#### Text for analysis
*** Begin section ***

Family Travel
5 Mistakes People Make While Staying In A Hotel
As travel resumes throughout the world in the aftermath of the pandemic, it is critical to take measures when staying in a hotel room. Even though many hotels take preventive efforts to protect health, hygiene, and security sometimes hotels may not exceed the guest’s expectations. The guests themselves should take precautionary measures, some travelers make mistakes or neglect things while traveling. We’ve compiled a list of things to avoid while staying in a hotel so you can relax and enjoy your vacation.
- Touching surfaces without taking precautions: While there is no need to be a total germaphobe and wash down everything, it is a good idea to ensure that high-touch areas in a hotel room are adequately cleaned. light switches, doorknobs, and remote controls should all be cleaned. Antibacterial wipes are perfect for travel since they are easy to pack. The finest “cleaning” you can do in a hotel room or vacation rental is to open a window and let in some fresh air. Talking, singing, coughing, and sneezing all release virus particles into the air, and even the smallest droplets can linger for hours. When you open the window, the breeze will refresh the air within. Which is significant.
- Entering a packed elevator: While many of us are now restricted from roaming around our cities and the buildings inside them, some places must remain operating even in times of crisis. One of them is a hotel. Elevators are frequently the most effective means for individuals in these buildings to reach where they need to go when they need to go. Anyone utilizing an elevator during the latest coronavirus (COVID-19) pandemic should help keep themselves safe by observing the elevator etiquette outlined below.
- Avoid making direct touch with buttons with your hands.
- Avoid crowds of people.
- Use social distancing techniques.
- Causing damage and lying about it: Rather than lying, it is preferable to notify the hotel if you have broken something in the room. Breaking the television, bed, glass door, punching a hole in the wall, destroying a light, ripping down a painting, and so on will result in the visitor being charged for the expense of replacement or repairs. In addition, when visitors check-in at most hotels in the United States, they are asked to provide a credit card to cover any expenditures.
- Leaving valuable jewelry in a suitcase or dresser: Many hotels just have cleaning come in before and after a guest’s stay during COVID, but it’s still best to be on the “safe side” when it comes to valuables. Most hotel rooms include an easy-to-use safe, so make use of it: Leave your valuable jewelry, wallets, or handbags in your room unless they are in a hotel-provided safe. It is critical to report any lost or stolen property as soon as possible. Make a visual inventory of the items you intend to bring with you. If you ever need to submit a police complaint, this evidence of ownership will come in handy.
- Forgetting to inspect the bed: With thousands of people passing through hotel doors, it’s unavoidable that hotel rooms will be infested with bed bugs. Even upscale hotels, such as New York City’s Ritz-Carlton, are vulnerable to these unwanted visitors. To avoid infection, you should always inspect hotel rooms for bed bugs.
- Don’t unpack when you enter a room. Bring your baggage to a clean bathtub or a rack that will keep it off the floor until you have completed your room inspection.
- To investigate the bed, gather some tools: a flashlight (or even the flashlight app on your phone) and a credit card will suffice.
- Remove the blanket and sheets from the bed. Begin with the corners, as this is where bed bugs like to hide.

*** End section ***

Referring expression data
*** Begin section ***

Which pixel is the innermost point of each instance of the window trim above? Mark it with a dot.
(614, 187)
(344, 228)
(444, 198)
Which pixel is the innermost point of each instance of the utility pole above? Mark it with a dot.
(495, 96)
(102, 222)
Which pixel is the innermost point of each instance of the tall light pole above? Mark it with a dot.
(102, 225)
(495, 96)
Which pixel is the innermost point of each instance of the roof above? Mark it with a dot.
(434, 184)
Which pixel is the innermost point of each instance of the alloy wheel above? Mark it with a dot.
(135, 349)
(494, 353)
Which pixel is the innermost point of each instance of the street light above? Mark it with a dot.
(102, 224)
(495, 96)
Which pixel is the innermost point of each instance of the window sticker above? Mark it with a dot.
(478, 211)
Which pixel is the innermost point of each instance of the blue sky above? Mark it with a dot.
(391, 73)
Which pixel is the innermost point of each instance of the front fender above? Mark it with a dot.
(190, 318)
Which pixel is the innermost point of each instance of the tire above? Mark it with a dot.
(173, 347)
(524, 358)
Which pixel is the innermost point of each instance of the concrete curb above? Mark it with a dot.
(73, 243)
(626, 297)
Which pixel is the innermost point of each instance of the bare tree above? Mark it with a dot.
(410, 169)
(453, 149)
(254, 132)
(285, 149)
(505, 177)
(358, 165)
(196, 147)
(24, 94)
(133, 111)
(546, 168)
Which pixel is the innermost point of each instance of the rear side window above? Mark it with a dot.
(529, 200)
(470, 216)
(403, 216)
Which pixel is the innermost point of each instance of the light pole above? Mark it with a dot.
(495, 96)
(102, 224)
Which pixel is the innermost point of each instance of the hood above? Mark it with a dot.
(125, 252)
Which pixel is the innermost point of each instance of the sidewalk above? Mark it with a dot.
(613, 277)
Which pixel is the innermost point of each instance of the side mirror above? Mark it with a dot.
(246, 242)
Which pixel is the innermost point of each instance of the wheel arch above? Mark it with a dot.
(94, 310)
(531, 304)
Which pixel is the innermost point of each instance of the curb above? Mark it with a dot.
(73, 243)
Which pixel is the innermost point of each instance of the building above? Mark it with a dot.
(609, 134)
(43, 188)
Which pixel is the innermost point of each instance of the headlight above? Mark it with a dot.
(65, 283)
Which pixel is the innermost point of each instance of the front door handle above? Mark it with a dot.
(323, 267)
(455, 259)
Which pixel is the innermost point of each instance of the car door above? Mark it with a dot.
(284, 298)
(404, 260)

*** End section ***

#### What you need to do
Decide whether each statement below agrees with the text on hotel-stay mistakes, answering yes or no and quoting the deciding words of that text. (a) Antibacterial wipes suit travel because they are easy to pack. (b) Bed bugs like to hide in the middle of the bed. (c) At most hotels in the United States, visitors are asked for a credit card at check-in.

#### Answer box
(a) Yes: "Antibacterial wipes are perfect for travel since they are easy to pack."
(b) No: "Begin with the corners, as this is where bed bugs like to hide."
(c) Yes: "when visitors check-in at most hotels in the United States, they are asked to provide a credit card to cover any expenditures."